Exercise requirements - Collect every line in the material below that contains the word "distant" and copy each one as it appears.
# start of Provided records
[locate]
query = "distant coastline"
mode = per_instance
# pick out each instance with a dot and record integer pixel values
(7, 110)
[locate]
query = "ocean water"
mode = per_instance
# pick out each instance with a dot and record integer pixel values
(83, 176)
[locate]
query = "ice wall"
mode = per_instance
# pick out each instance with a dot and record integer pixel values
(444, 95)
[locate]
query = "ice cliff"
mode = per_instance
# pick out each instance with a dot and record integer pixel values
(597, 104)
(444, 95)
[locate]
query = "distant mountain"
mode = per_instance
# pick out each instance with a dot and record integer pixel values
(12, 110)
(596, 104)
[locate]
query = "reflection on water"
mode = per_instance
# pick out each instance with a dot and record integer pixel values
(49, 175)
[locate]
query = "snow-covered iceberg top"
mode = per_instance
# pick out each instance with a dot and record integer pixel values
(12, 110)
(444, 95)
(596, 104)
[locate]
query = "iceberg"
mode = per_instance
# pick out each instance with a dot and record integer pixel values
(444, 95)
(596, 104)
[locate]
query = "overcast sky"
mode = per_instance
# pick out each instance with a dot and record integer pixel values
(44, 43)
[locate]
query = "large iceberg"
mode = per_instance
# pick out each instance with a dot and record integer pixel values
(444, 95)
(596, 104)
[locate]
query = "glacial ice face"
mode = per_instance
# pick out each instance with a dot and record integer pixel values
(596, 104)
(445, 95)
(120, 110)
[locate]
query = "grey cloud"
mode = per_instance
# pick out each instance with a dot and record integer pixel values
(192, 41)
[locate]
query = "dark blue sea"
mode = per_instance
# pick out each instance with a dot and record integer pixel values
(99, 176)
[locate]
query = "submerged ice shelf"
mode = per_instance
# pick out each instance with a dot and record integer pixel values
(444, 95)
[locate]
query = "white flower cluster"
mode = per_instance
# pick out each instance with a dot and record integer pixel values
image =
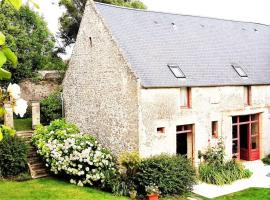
(77, 155)
(19, 104)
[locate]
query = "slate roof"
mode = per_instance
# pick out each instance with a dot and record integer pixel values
(204, 48)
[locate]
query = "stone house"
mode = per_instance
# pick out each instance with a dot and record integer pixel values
(159, 82)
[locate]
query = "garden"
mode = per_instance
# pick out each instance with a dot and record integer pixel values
(78, 164)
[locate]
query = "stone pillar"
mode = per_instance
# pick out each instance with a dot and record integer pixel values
(35, 114)
(8, 117)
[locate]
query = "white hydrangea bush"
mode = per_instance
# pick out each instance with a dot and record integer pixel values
(66, 151)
# end of Provided records
The reply -
query = "distant coastline"
query = "distant mountain"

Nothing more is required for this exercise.